_WHAT YOU NEED TO DO_
Reproduce the passage of the article on the Pelicans' loss to the Magic that starts at the words "Dozens of details" and stops after the words "was far simpler.", copying it word for word.

_STUDY TEXT_
════════════════

New Orleans Pelicans forwards DeMarcus Cousins, left, and Anthony Davis react to a call during a game against the Orlando Magic on Monday in the Smoothie King Center.

Diagnosing defeat can be a tricky procedure.

Dozens of details can tip the scale between a win and a loss. Pinpointing which ones made the difference takes careful dissection and occasionally seeing beyond the obvious.

In the case of the New Orleans Pelicans’ 115-99 loss to the Orlando Magic on Monday, it was far simpler.

The Pelicans' energy wasn’t there.

Anthony Davis, Jrue Holiday, Ian Clark and coach Alvin Gentry all immediately addressed it after the loss, citing their effort and hustle didn’t match that of the Magic, allowing an eight-point underdog to steamroll its way to a road win in the Smoothie King Center.

On Tuesday, DeMarcus Cousins shouldered a dose of the blame, admitting his performance (which still produced 12 points, 12 rebounds, three steals and seven assists) was listless.

“I kind of take the blame for that,” Cousins said. “My energy was off last night, emotionally, and just being that energy the team was used to having — I wasn’t there. We talked about it. We’re aware of our mistakes, and we’ll have a better showing next game.”

The opportunity for redemption will come at 7 p.m. Wednesday when the Pelicans host the Minnesota Timberwolves to cap a three-game homestand.

════════════════

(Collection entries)
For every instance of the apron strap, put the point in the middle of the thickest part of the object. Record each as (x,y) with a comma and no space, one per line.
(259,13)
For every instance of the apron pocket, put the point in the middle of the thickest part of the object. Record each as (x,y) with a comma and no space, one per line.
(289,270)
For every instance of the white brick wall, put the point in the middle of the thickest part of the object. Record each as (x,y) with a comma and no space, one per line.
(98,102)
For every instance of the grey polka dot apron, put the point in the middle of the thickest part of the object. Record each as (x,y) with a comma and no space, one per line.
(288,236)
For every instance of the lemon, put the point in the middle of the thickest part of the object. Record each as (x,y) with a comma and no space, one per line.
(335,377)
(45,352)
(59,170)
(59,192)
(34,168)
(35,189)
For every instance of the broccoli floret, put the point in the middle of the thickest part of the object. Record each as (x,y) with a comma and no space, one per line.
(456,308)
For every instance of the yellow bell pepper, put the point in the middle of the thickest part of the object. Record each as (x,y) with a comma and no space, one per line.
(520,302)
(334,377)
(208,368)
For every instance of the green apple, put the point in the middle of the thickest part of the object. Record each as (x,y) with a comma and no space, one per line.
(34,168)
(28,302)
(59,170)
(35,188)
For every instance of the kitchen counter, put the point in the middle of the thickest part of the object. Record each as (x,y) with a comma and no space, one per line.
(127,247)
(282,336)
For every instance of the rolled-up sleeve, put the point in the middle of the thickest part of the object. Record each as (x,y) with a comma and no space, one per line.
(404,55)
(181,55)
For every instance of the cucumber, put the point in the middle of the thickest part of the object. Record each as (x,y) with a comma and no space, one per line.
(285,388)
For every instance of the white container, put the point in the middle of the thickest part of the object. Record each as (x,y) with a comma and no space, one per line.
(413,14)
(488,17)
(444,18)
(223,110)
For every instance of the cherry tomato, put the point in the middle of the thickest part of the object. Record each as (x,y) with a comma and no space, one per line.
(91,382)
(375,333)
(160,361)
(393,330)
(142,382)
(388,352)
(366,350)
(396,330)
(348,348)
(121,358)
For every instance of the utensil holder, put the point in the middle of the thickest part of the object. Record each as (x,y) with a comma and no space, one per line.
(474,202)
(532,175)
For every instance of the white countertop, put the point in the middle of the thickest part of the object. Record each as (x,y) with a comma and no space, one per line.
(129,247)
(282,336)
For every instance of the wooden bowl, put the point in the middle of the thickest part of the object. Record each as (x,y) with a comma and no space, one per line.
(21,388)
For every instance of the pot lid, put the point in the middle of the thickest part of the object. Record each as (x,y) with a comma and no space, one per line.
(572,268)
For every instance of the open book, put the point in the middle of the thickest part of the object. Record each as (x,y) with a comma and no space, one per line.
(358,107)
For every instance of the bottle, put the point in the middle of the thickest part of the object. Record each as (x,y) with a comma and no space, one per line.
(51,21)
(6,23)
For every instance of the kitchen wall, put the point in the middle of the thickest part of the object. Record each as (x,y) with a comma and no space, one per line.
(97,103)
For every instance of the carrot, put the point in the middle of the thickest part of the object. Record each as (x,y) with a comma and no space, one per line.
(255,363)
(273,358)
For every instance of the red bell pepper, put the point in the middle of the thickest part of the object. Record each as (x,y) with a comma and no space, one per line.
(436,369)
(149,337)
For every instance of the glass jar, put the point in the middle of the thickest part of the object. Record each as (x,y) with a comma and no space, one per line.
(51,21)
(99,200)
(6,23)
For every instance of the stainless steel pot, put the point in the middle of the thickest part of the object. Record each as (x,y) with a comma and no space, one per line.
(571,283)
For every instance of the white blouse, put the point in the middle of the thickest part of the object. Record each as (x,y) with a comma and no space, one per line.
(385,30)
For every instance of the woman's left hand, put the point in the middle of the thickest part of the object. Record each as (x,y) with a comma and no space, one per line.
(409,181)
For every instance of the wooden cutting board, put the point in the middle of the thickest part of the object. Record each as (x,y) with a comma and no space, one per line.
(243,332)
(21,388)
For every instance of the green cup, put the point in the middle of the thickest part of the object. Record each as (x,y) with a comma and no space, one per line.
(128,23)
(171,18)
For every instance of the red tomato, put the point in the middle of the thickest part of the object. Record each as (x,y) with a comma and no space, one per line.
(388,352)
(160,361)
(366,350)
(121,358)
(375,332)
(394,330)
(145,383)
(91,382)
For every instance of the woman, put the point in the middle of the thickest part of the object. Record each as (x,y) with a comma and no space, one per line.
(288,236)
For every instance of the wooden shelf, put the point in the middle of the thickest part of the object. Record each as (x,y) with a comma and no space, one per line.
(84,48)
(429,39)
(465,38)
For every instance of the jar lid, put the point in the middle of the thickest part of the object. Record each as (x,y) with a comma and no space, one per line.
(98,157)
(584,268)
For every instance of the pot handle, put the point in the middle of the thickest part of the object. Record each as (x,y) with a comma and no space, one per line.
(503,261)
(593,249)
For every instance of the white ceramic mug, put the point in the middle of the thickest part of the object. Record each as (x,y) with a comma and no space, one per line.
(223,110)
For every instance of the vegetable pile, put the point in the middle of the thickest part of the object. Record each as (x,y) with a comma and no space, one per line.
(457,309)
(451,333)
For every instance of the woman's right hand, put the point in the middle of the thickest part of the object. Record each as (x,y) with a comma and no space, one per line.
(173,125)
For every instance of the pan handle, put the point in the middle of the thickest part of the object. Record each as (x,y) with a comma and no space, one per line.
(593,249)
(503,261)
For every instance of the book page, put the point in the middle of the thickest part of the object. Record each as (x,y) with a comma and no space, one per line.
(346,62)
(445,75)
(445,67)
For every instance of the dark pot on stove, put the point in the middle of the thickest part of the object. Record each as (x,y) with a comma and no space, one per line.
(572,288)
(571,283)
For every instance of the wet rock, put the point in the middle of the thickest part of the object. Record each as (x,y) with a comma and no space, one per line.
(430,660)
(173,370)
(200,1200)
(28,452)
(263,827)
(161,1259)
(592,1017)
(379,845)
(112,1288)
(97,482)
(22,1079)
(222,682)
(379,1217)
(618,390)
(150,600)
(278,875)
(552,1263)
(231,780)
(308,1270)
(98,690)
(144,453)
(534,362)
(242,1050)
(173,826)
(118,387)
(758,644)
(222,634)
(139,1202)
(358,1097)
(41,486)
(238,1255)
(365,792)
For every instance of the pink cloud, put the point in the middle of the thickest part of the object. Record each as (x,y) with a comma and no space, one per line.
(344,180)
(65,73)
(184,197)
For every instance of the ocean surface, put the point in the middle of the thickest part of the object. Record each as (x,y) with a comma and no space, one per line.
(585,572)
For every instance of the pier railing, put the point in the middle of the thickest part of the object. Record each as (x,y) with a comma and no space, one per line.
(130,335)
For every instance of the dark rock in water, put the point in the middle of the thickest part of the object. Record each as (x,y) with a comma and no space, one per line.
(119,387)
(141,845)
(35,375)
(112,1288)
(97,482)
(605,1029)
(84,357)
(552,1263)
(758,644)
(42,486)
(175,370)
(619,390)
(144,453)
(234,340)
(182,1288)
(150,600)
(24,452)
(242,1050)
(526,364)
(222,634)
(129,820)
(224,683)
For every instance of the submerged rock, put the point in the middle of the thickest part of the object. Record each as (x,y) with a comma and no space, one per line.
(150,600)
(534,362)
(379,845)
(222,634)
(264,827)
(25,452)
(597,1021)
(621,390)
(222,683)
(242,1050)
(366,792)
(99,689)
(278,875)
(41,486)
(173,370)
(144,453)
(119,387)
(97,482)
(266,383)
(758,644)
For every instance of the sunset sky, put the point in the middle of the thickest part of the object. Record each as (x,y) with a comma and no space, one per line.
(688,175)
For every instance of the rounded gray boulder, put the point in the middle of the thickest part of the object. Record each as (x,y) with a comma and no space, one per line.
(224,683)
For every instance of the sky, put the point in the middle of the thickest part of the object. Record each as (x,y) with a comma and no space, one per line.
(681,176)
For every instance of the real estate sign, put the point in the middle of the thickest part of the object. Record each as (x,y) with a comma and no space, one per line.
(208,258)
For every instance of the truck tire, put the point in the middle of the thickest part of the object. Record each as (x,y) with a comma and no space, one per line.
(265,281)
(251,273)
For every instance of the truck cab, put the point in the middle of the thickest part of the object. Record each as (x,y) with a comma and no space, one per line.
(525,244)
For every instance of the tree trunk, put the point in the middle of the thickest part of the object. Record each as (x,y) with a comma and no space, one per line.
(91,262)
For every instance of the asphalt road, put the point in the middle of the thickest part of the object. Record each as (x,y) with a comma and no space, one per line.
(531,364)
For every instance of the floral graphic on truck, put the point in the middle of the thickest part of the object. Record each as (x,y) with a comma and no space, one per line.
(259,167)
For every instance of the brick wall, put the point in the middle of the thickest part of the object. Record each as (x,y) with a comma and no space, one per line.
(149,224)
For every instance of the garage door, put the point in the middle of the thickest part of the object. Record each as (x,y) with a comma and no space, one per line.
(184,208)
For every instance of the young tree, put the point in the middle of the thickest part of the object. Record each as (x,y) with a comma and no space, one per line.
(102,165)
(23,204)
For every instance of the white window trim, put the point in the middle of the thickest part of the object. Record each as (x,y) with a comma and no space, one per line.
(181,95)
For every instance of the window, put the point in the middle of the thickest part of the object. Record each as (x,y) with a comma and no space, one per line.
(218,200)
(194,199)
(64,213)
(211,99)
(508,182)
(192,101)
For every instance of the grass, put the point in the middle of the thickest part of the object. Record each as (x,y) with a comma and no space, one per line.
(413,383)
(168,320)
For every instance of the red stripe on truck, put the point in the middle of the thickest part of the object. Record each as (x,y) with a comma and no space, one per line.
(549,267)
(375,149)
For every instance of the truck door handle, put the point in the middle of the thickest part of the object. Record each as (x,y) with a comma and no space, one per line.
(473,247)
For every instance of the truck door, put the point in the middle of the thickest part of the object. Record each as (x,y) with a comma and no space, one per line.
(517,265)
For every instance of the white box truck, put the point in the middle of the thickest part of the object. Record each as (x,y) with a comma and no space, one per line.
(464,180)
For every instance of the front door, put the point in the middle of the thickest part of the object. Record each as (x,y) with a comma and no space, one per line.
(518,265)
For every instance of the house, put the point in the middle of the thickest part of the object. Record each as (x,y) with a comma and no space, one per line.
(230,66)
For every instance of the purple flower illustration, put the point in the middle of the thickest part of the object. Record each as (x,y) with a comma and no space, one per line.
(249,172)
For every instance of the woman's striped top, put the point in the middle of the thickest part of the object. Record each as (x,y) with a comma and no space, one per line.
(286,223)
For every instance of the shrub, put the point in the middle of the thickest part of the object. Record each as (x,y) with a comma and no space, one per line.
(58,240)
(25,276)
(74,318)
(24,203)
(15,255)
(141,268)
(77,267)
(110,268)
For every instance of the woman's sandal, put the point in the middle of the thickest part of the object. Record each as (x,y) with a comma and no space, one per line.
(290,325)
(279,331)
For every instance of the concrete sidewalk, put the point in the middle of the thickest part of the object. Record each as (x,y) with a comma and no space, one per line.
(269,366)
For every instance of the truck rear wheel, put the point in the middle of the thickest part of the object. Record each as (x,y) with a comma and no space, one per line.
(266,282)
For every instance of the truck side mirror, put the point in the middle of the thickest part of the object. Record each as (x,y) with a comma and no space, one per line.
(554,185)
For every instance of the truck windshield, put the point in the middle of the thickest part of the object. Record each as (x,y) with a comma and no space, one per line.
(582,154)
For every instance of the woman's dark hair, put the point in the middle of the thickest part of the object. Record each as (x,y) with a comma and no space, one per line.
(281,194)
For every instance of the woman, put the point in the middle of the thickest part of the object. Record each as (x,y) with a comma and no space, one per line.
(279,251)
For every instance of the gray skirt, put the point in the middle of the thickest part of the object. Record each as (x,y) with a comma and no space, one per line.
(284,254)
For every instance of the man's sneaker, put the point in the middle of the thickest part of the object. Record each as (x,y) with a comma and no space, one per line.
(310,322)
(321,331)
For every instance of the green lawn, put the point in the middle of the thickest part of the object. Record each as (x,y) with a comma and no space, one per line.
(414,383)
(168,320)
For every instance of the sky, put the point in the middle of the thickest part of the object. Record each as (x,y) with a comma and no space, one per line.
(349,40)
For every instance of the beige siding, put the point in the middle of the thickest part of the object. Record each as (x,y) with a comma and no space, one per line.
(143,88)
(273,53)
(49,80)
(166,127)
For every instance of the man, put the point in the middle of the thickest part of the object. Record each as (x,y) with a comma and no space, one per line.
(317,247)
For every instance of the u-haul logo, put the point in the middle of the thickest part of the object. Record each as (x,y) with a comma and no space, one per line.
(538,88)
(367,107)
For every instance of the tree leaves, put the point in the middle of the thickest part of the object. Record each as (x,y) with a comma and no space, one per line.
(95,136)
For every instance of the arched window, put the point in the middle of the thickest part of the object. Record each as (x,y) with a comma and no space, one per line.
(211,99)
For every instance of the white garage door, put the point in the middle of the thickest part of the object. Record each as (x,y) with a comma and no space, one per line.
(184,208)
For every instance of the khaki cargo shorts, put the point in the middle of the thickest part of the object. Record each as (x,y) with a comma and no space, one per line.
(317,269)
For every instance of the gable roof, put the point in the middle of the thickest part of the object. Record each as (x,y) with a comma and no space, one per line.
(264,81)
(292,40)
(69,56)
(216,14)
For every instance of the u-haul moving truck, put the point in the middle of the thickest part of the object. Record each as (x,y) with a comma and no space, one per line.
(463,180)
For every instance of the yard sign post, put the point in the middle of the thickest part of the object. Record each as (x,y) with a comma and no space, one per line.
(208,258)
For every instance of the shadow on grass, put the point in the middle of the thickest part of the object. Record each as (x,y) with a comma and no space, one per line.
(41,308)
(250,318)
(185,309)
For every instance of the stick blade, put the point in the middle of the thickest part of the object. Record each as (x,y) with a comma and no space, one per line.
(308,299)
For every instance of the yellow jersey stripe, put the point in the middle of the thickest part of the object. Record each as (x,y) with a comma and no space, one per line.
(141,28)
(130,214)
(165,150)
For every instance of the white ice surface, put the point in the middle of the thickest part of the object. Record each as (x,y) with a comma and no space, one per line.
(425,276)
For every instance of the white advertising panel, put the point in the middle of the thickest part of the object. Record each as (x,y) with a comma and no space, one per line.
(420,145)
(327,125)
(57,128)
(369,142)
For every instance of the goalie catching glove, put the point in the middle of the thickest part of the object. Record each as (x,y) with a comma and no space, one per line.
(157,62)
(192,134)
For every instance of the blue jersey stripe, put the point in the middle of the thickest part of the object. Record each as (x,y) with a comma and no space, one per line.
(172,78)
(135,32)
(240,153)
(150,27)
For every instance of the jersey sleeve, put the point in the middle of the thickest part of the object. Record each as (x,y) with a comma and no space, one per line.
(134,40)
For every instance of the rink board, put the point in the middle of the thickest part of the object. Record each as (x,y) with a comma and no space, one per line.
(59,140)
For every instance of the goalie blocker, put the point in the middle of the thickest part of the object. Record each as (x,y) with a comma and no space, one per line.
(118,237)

════════════════

_TASK SOLUTION_
Dozens of details can tip the scale between a win and a loss. Pinpointing which ones made the difference takes careful dissection and occasionally seeing beyond the obvious.

In the case of the New Orleans Pelicans’ 115-99 loss to the Orlando Magic on Monday, it was far simpler.